Records for this task:
▼
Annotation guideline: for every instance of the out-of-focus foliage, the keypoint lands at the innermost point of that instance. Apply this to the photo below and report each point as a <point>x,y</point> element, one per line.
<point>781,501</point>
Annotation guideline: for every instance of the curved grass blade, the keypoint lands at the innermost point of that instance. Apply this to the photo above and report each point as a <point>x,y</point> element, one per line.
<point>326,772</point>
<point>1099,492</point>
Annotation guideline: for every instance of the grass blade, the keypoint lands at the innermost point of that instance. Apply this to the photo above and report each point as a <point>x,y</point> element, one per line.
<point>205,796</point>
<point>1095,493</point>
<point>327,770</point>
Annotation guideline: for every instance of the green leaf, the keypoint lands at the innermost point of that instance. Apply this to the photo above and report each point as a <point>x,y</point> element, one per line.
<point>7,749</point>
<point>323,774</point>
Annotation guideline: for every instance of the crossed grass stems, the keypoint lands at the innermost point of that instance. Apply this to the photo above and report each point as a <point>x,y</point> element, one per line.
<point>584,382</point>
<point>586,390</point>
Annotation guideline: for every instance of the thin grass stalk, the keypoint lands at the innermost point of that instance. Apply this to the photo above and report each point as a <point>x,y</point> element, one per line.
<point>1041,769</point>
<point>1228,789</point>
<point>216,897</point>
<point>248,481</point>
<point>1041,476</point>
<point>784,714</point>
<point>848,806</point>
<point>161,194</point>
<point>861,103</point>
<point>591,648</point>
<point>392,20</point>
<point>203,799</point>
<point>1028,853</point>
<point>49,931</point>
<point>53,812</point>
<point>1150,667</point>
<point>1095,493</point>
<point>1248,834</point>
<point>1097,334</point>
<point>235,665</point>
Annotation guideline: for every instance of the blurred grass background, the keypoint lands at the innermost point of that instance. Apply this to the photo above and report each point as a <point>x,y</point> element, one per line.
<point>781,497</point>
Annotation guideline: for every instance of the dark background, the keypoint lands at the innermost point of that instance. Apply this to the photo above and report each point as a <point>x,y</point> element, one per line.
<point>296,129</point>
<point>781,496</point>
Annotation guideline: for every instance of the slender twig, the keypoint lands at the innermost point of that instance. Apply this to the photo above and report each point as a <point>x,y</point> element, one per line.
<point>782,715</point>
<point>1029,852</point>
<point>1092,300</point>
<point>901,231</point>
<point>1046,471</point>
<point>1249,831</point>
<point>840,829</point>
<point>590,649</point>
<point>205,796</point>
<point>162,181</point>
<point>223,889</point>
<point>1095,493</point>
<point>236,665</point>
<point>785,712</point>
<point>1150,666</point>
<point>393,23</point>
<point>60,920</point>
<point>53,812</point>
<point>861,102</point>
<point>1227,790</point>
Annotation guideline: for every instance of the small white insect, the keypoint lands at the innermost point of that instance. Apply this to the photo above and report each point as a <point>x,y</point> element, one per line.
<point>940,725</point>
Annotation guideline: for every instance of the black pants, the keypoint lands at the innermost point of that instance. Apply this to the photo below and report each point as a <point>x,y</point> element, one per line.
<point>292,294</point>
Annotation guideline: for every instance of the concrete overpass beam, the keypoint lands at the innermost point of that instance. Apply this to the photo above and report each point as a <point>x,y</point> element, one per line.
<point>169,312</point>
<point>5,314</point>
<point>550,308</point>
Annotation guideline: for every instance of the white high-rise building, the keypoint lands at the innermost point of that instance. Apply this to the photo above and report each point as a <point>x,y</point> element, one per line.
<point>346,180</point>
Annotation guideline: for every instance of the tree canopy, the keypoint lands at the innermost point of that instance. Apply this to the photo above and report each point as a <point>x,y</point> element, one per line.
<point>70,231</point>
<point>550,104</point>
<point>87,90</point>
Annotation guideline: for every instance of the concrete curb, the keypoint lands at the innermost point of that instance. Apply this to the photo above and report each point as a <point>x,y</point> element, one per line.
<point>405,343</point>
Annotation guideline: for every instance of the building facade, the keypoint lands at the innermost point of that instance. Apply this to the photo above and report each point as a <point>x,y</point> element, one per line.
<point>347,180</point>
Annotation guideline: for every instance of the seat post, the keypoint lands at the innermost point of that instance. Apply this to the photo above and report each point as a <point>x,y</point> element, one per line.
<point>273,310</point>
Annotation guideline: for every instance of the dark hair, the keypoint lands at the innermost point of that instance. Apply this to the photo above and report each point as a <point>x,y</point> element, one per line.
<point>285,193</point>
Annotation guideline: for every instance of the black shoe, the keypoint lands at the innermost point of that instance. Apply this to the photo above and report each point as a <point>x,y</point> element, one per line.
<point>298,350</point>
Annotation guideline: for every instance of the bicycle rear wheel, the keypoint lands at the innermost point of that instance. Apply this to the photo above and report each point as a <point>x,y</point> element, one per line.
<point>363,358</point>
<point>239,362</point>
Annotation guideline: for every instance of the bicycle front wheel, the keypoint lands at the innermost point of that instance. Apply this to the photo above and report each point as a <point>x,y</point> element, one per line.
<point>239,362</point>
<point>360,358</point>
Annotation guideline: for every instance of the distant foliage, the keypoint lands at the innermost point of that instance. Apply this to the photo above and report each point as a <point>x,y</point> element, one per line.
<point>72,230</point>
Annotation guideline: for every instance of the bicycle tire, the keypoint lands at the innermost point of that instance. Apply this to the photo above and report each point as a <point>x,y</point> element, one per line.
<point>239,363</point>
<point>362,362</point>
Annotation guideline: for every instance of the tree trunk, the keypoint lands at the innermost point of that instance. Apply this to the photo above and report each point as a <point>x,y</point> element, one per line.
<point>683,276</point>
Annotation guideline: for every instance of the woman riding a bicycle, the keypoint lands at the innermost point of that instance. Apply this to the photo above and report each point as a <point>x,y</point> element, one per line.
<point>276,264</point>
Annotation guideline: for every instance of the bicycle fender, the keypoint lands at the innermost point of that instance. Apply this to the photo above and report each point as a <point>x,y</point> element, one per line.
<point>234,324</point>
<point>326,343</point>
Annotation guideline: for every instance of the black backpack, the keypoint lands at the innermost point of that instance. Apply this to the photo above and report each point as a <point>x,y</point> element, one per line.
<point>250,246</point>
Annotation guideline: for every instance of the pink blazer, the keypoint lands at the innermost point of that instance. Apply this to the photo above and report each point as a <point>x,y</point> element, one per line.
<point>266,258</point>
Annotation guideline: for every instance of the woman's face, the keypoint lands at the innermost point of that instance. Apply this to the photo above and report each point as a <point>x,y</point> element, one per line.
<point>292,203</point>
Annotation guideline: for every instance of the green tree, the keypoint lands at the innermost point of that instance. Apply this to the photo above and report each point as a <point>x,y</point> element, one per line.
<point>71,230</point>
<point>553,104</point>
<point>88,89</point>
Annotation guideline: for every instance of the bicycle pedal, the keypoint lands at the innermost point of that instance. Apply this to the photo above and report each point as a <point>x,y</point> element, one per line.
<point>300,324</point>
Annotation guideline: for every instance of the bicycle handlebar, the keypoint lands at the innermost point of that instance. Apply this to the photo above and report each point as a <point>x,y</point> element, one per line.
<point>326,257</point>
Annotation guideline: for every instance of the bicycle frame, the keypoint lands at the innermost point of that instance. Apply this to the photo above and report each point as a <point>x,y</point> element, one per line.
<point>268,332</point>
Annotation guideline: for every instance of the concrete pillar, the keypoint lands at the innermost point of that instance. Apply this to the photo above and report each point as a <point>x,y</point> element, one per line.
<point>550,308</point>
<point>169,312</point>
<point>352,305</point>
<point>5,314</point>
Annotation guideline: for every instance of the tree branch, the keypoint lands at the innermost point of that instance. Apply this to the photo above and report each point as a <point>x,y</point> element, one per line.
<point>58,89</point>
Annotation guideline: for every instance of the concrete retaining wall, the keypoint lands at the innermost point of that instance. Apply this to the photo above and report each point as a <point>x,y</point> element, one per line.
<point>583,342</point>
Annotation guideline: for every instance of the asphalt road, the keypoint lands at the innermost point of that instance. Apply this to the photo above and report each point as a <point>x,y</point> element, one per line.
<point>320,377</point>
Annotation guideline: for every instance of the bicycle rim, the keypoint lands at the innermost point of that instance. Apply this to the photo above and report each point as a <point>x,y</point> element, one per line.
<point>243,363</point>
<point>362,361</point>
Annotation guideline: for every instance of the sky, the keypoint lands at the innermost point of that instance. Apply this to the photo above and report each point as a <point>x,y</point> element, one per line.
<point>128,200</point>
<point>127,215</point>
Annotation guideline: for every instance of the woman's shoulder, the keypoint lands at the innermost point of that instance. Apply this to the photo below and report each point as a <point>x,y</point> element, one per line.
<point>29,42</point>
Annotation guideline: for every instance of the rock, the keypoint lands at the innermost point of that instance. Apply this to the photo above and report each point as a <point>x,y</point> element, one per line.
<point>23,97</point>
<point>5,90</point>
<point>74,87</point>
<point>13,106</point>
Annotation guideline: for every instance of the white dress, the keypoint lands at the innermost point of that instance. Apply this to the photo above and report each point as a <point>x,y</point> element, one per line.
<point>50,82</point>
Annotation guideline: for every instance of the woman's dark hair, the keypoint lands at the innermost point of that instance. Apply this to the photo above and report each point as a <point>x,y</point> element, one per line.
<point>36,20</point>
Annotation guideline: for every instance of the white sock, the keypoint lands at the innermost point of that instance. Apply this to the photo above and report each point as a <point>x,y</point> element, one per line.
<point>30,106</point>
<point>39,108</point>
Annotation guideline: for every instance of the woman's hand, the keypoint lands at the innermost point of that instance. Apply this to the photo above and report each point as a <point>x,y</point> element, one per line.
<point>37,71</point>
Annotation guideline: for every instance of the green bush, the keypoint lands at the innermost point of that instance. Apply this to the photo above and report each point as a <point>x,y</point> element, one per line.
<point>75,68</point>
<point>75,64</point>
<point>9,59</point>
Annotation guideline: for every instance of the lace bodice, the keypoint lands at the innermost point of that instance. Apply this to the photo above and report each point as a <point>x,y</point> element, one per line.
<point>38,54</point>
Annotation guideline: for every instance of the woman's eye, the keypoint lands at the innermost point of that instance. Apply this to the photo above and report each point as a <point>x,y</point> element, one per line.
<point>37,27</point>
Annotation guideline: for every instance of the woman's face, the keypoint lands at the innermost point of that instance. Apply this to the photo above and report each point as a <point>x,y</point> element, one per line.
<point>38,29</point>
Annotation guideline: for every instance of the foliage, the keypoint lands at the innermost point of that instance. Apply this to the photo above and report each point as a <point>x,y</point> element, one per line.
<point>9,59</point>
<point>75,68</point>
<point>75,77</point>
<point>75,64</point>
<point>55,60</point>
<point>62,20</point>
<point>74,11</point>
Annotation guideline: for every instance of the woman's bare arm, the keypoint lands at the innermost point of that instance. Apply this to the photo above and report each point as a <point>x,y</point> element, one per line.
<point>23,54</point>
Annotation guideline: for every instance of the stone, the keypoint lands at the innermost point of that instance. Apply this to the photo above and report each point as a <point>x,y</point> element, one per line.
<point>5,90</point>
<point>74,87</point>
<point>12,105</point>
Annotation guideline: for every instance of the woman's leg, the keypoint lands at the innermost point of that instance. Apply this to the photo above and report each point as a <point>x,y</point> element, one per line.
▲
The exercise: Lay out the entries above as a numbered list, starting at the line containing "bicycle frame, the" and ending at the line containing "<point>58,89</point>", with blank lines omitted.

Response:
1. Annotation guideline: for every instance of the bicycle frame, the keypoint lands at the innermost point of that instance. Apply this to the photo above and report each point as a <point>x,y</point> element, one per line.
2. <point>268,332</point>
3. Annotation guideline: for every instance of the concrete pillar, the keypoint lands at the innermost point of that instance. Apply this to the photo above and report each point as a <point>x,y</point> element, one per line.
4. <point>550,308</point>
5. <point>169,312</point>
6. <point>352,305</point>
7. <point>5,314</point>
8. Annotation guideline: for every instance of the tree branch, the keypoint lands at the innermost point of that instance. Apply this to the photo above and report each point as a <point>x,y</point> element, one per line.
9. <point>58,89</point>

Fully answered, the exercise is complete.